• **EXERCISE DIRECTIONS**
Exactly reproduce the line containing "out the street" together with every line after it, through the end of the entries, and give nothing more.
___ INPUT
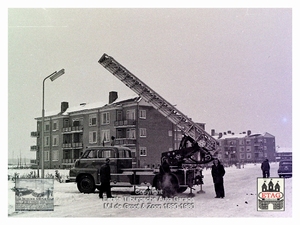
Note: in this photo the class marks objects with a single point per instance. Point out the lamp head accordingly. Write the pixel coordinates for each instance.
(57, 74)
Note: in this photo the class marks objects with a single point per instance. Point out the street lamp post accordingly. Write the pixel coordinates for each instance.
(52, 77)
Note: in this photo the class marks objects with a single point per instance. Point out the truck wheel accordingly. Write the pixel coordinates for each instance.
(86, 184)
(181, 189)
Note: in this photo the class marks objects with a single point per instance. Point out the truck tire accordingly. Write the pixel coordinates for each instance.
(167, 183)
(181, 189)
(86, 184)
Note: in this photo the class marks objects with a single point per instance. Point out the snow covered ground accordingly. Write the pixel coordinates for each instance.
______
• **RESULT FOR THIS EXERCISE**
Note: in this photo the class marks objects with a single point per instance. Point out the street lamp post accordingly. Write the pixel coordinates for each instance.
(52, 77)
Note: in this photo the class marks objects with a single point per instance. Point out the truck wheel accordingly. Write the pixel coordinates for each instance.
(86, 184)
(181, 189)
Note: in this photo the class marks objects with a single point per instance. Point out the truck tire accordingly. Write the pixel coordinates for each instance.
(167, 183)
(181, 189)
(86, 184)
Note: in this photo the class marks objects with a single point per instance. Point out the snow covered ground accordingly. Write the pixel coordinates for each instance.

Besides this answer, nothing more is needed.